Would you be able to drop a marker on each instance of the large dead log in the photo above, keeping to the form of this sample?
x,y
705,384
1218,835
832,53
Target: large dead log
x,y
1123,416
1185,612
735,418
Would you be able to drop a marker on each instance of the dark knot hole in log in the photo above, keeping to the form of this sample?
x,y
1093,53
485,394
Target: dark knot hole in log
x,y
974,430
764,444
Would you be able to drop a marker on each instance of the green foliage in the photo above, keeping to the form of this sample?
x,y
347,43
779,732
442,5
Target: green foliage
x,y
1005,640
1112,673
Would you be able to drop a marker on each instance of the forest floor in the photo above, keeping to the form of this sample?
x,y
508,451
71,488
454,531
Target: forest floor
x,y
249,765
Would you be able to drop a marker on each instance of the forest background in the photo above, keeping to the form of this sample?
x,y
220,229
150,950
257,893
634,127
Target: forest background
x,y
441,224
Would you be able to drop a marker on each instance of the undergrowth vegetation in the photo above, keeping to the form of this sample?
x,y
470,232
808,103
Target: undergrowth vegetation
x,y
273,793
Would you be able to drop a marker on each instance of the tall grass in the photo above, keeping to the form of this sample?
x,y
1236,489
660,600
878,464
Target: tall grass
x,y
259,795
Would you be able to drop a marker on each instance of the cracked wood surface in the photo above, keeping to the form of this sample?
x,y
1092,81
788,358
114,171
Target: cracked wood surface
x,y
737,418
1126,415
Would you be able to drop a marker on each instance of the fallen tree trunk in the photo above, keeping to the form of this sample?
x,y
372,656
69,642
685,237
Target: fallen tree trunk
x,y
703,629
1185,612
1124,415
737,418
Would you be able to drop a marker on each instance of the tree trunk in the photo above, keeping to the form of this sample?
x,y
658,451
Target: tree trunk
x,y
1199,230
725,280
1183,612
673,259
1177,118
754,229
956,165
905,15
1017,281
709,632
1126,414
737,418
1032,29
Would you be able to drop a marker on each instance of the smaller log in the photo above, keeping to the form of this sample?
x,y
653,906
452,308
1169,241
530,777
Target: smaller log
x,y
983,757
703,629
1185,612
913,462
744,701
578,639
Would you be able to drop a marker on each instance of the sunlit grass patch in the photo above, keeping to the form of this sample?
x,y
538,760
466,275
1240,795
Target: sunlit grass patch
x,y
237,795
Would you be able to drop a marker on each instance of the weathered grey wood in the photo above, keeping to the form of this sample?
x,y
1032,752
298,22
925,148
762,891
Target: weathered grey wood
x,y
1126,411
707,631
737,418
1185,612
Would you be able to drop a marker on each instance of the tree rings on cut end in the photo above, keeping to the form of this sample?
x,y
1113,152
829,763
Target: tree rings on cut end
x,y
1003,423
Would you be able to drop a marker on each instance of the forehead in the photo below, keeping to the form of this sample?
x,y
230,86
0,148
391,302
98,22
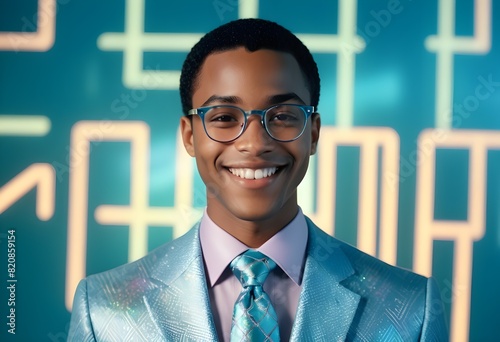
:::::
The answer must be the listing above, restated word for word, with no images in it.

Would you be able to drop a marker on each instance of the large dead log in the photo above, keeping to the form of this sample?
x,y
705,384
1218,835
832,53
Target: large dead log
x,y
1123,416
1185,612
735,418
Would you be able to drop a marker on each instance of the dark knot hole in log in the photo above, keeping to the form of this sample?
x,y
1093,53
485,394
Target: dark knot hole in log
x,y
974,430
764,444
Would you be able to drop a marker on each instance of the green foliage in the photo above, keeping to the form of this sample?
x,y
347,43
779,732
442,5
Target: green foliage
x,y
1005,640
1112,673
Would you be able to drop a marker on each instance of the forest floor in the photo above, keeping to the form of this sample?
x,y
508,451
71,488
454,531
Target: forest floor
x,y
249,765
Would you be able to drop a marker on each instance of the forest background in the photo above, keeping to the form of this sample?
x,y
220,229
150,950
257,893
634,127
Target: forest background
x,y
441,224
Would you be able to drop a marker on each instance of the undergrowth vegetation in the photo above, keeping to the form of this sample?
x,y
470,232
808,103
Target: undergrowth vegetation
x,y
273,793
Would you be able to drop a marker on each instance of the tall grass in the photo above, keeping to the form of this sample?
x,y
1236,489
660,600
878,464
Target: tall grass
x,y
259,795
Would you be able to drop a marker on each instance of the cracked wood surface in the photo above, keeping to the form of this sample?
x,y
1092,81
788,358
114,171
Target: cracked wood surface
x,y
737,418
1126,415
Would you be able to drop a marker on each instance of the fallen tree trunk in the photo above, keeping to the form of this sample?
x,y
372,656
69,642
685,237
Target: fallen tree trunk
x,y
703,629
1185,612
1124,415
737,418
Would you be able to drop a marker on each instance of the tree trunk in the photo above, keeping to the form of this sample?
x,y
658,451
Target: tree trunk
x,y
1199,230
725,280
1183,612
673,259
1177,118
754,229
956,165
905,15
1017,281
709,632
1126,414
737,418
1032,29
Would you be able to drop a marker on each instance of the smaller log in the photo above, keeping to the form of this sample?
x,y
653,906
452,308
1169,241
530,777
Target: smaller log
x,y
983,757
703,629
1185,612
913,462
744,701
578,639
Would you be able to drop a marker on each instance of the sunlit grass patch in the photo above, keeping to the form of this sample?
x,y
538,760
466,275
1240,795
Target: sunlit grass patch
x,y
237,795
Would you be able to drop a marker on each instance of the weathered grey wood in the photo above, keeping to the form of this sample?
x,y
1032,752
298,22
925,148
762,891
Target: weathered grey wood
x,y
1126,411
707,631
737,418
1185,612
Would you be able to drop a marker on each instance of the tree rings on cut end in the photo above, keeping to the form of this sample?
x,y
1113,152
829,763
Target: tree rings on cut end
x,y
1003,423
Would you be able to drop a marker on each instance of the forehead in the photo below, keeping to the form of this sample?
x,y
230,86
0,148
391,302
98,22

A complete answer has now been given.